* Directions
Can you copy each of the following entries line for line, with no changes?

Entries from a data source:
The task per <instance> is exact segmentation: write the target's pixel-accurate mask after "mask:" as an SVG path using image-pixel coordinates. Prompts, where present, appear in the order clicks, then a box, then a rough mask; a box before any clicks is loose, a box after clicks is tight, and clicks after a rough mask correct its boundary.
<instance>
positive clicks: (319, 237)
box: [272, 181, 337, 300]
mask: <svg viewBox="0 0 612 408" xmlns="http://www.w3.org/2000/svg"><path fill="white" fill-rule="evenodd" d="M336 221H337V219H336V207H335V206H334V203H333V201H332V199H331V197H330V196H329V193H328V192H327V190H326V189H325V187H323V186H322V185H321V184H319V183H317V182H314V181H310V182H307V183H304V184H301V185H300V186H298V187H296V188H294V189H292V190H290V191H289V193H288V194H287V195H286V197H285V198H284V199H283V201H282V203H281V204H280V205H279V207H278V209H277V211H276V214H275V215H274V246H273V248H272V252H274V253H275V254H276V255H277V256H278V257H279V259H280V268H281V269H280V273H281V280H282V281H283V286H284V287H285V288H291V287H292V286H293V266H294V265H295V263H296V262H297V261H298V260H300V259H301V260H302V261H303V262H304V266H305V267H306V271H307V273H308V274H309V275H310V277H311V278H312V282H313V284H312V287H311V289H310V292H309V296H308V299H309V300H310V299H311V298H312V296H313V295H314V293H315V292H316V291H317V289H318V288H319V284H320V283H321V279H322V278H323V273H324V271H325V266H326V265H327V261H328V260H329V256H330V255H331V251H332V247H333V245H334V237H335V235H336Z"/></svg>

* Written solution
The task per <instance> is exact segmentation: write the target's pixel-accurate mask after "mask:" as an SVG path using image-pixel coordinates. Prompts, where present, appear in the order clicks, then a box, then a rough mask; a box before any clicks is loose, a box after clicks is tight, and clicks after a rough mask correct its boundary.
<instance>
positive clicks: (319, 237)
box: [272, 181, 337, 300]
mask: <svg viewBox="0 0 612 408" xmlns="http://www.w3.org/2000/svg"><path fill="white" fill-rule="evenodd" d="M336 221H337V219H336V207H335V206H334V203H333V201H332V199H331V197H330V196H329V193H328V192H327V190H326V189H325V187H323V186H322V185H321V184H319V183H317V182H314V181H310V182H307V183H304V184H301V185H300V186H298V187H296V188H294V189H292V190H290V191H289V193H288V194H287V195H286V197H285V198H284V199H283V201H282V203H281V204H280V205H279V207H278V209H277V211H276V214H275V215H274V246H273V248H272V252H274V253H275V254H276V255H277V256H278V257H279V259H280V268H281V269H280V273H281V280H282V281H283V286H284V287H285V288H291V287H292V286H293V266H294V265H295V263H296V262H297V261H298V260H300V259H301V260H302V261H303V262H304V266H305V267H306V271H307V273H308V274H309V275H310V277H311V278H312V282H313V284H312V287H311V289H310V292H309V296H308V299H309V300H310V299H311V298H312V296H313V295H314V293H315V292H316V291H317V289H318V288H319V284H320V283H321V279H322V278H323V273H324V271H325V266H326V265H327V261H328V260H329V256H330V255H331V251H332V247H333V245H334V237H335V235H336Z"/></svg>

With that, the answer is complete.